§ Set problem A:
In the album article, give the stretch from "Maria McKee chronology" through "on 7 reviews." again, with "favorable" changed to "positive".
§ Set problem B:
Which details does the top of the album article give for the release, and what value does each have?
§ Set problem C:
According to the album article, what average score did the release get at Metacritic?

Studio album by Maria McKee
- Released: March 13, 2020
- Length: 64:19
- Label: Fire

Maria McKee chronology
| Late December (2007) | La Vita Nuova (2020) |  |

= La Vita Nuova (album) =

La Vita Nuova is the seventh studio album by American singer-songwriter Maria McKee. It was released on March 13, 2020, under Fire Records.

==Critical reception==

La Vita Nuova was met with generally favorable reviews from critics. At Metacritic, which assigns a weighted average rating out of 100 to reviews from mainstream publications, this release received an average score of 80, based on 7 reviews.

§ Records provided:

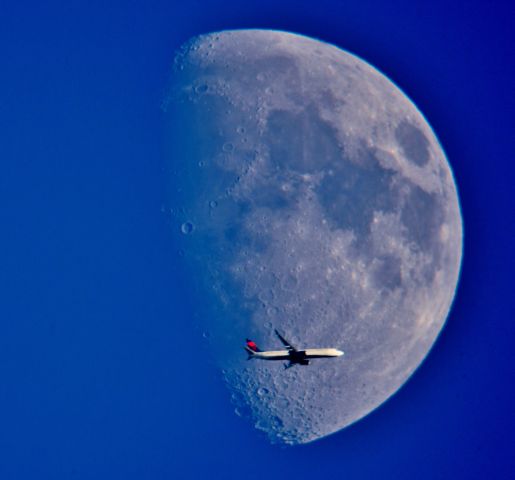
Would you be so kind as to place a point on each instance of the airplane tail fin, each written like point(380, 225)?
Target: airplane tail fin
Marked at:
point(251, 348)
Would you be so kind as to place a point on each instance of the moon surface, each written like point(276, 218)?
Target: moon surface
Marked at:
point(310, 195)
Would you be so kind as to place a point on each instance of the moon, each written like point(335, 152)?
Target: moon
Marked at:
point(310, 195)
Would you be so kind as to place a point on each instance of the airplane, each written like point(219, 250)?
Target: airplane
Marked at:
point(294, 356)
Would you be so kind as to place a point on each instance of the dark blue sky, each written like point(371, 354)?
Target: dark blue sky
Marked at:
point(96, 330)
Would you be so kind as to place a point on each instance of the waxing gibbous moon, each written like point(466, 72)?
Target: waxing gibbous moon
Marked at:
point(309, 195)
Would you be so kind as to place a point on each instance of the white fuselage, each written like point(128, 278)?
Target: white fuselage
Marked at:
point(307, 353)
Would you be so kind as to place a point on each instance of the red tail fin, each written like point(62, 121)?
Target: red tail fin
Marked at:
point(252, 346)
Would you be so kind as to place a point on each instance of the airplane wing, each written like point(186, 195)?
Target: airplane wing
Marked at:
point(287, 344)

* * *

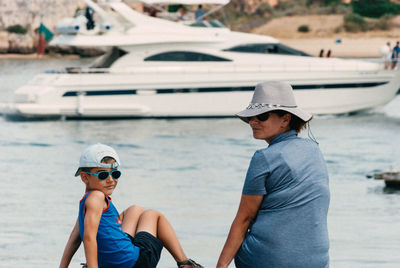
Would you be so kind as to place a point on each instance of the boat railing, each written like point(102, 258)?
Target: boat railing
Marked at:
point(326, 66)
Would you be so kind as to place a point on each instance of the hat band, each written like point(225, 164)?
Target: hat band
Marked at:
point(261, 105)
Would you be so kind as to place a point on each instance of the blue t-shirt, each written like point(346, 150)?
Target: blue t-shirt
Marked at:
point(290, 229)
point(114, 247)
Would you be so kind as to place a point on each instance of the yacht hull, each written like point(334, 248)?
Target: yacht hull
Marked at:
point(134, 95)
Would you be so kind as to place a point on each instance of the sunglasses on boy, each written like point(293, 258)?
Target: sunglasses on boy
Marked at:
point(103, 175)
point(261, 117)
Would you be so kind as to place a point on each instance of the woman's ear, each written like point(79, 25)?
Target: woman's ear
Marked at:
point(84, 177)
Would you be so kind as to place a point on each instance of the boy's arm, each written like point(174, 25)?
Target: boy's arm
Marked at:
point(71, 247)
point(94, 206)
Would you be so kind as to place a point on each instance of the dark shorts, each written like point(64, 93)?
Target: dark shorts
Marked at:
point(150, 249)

--

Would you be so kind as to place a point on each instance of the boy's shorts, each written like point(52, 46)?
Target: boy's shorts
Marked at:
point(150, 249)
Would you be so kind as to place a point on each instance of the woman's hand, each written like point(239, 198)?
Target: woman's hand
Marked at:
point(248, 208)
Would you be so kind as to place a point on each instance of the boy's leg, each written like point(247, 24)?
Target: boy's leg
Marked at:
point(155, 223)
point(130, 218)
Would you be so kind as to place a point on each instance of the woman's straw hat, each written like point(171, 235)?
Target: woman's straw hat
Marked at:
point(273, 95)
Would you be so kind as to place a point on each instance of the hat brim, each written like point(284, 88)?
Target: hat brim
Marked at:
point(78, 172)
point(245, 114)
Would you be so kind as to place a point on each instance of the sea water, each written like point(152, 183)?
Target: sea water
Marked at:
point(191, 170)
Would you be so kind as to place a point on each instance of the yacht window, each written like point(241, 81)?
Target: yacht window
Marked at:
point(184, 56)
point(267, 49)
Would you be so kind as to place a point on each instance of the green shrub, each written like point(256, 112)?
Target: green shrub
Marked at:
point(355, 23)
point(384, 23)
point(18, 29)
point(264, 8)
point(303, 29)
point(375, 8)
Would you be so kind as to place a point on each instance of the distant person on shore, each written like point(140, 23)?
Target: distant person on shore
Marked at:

§ Finished answer A:
Maria McKee chronology
| Late December (2007) | La Vita Nuova (2020) |  |

= La Vita Nuova (album) =

La Vita Nuova is the seventh studio album by American singer-songwriter Maria McKee. It was released on March 13, 2020, under Fire Records.

==Critical reception==

La Vita Nuova was met with generally positive reviews from critics. At Metacritic, which assigns a weighted average rating out of 100 to reviews from mainstream publications, this release received an average score of 80, based on 7 reviews.

§ Finished answer B:
Released: March 13, 2020
Length: 64:19
Label: Fire

§ Finished answer C:
An average score of 80, based on 7 reviews.